O que se espera »
Prossiga o texto sobre a ditadura e a democracia a partir da última frase apresentada.

Trecho do documento »
____

A ditadura trabalhava numa perspectiva ideológica. É um contexto complexo. Por isso existem pessoas que defendem a volta da ditadura ainda hoje. No contexto atual, existem algumas semelhanças, mas creio que precisamos ter cuidado ao fazer essa relação porque é um outro tempo. O país é outro, as condições econômicas são outras, as condições de comunicação são outras e a forma da população pensar é outra. O país mudou, porém, a presença em grande número de militares do governo federal atualmente demonstra que não se tem um apreço tão grande pela democracia. Não pelo fato de terem militares lá porque no governo Temer já se tinha, e supostamente o número de militares era menor e mesmo assim já se tinha ataque à democracia. A democracia não está restrita ao número de militares no governo, mas sim como essas lideranças politicas vão exercer o poder nas garantias democráticas. Creio que vão existir semelhanças no período da ditadura no ponto de vista de algumas ações, mas não como uma relação direta.
Os próprios militares, ao longo do tempo, entenderam que aquele período foi muito prejudicial.

____

Dados fornecidos »
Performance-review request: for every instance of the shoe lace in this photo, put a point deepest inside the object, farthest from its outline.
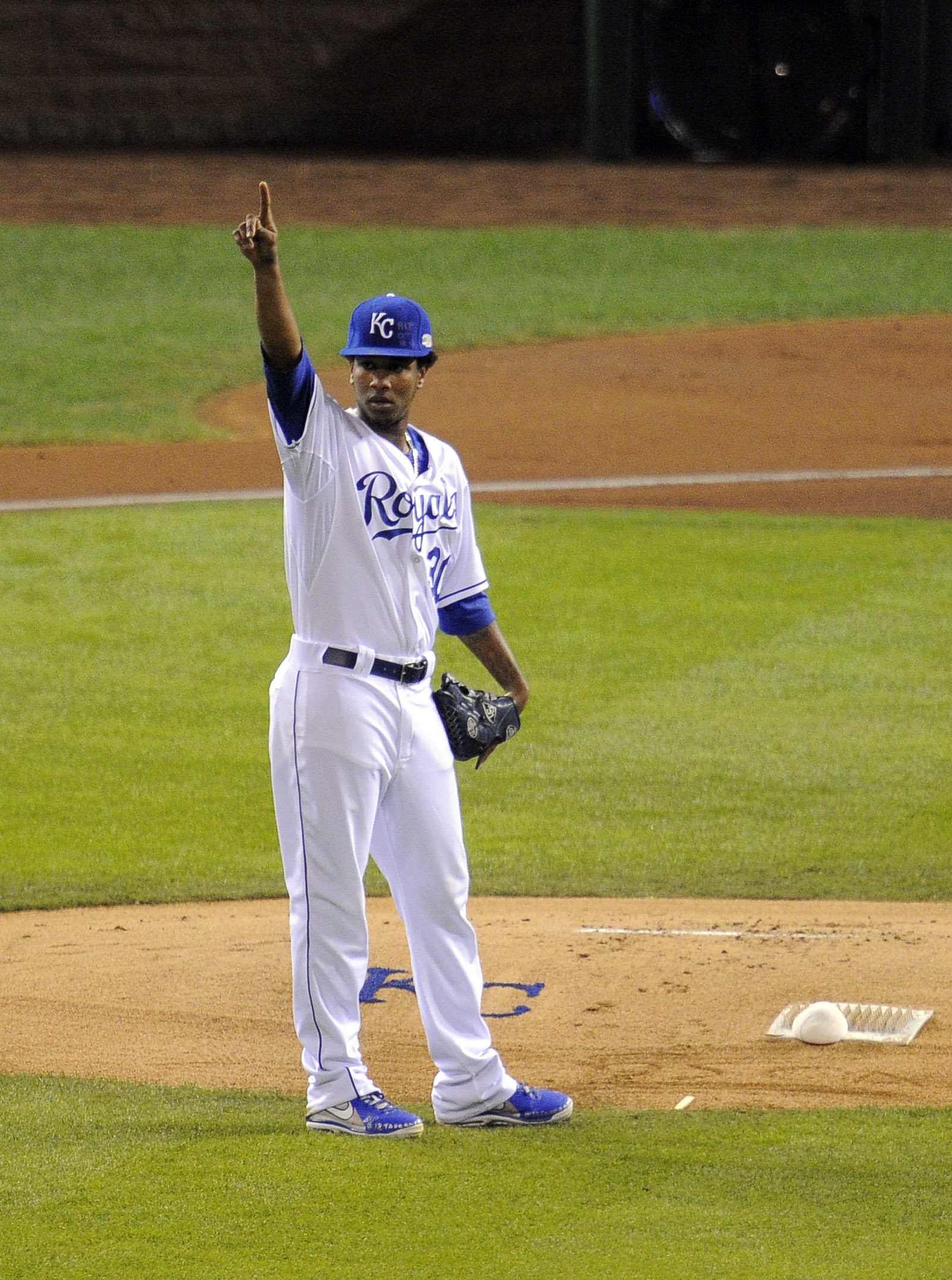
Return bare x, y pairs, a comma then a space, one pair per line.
379, 1101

____

Resultado do exercício »
Não é específico do Brasil, mas a democracia no mundo esta sob ataque. É como se vivêssemos numa falsa democracia. José Saramago fala um pouco sobre isso. A democracia não se resume a tirar um governo de que não gostamos e colocar outro que talvez venhamos a gostar. O que é de fato entendido como democracia não é praticado. Quando o movimento social faz uma reivindicação nas ruas, ele é reprimido. Em 2015, os professores do Paraná foram reivindicar direitos básicos como, por exemplo, a aposentadoria e foram duramente reprimidos pela polícia a mando do governador e outros. A própria fala recente do presidente atual de que a democracia só vai existir se as forças armadas permitirem. Não creio que isso seja um lapso. Isso parte de alguém que realmente não acredita no processo democrático efetivo. Pode ser que acredite ou defenda a democracia limitada e mais limitada ainda, mas não numa perspectiva de incentivar as pessoas a participarem. Nesse aspecto, exige uma análise aprofundada. Porém, é fato que se tem um grande número de militares com posições estratégicas no governo. Acaba-se criando alguns fantasmas de novo, colocando o professor como um doutrinador como se o professor fosse um formador de comunistas, que é o que eles afirmam. Vem a ameaça de uma aprovação de uma lei chamada escola sem partido, que é uma grande afronta à liberdade de ensino, de trabalho do professor. Vamos percebendo uma tentativa de silenciar professores, colocando como neutras as ações do governo que são totalmente ideológicas. Uma suposta neutralidade tentando sufocar uma ideologia que eles associam como sendo prejudicial ou perniciosa. Para que o professor só adote ou só discuta uma perspectiva. Quem estuda apenas uma perspectiva é a ditadura. Em uma democracia, os estudantes conhecem várias perspectivas ideológicas, politicas, sociais e econômicas. Se optarmos por uma só, é sinal que caminhamos para uma ditadura. Esse projeto de lei chamado escola sem partido é um grande risco.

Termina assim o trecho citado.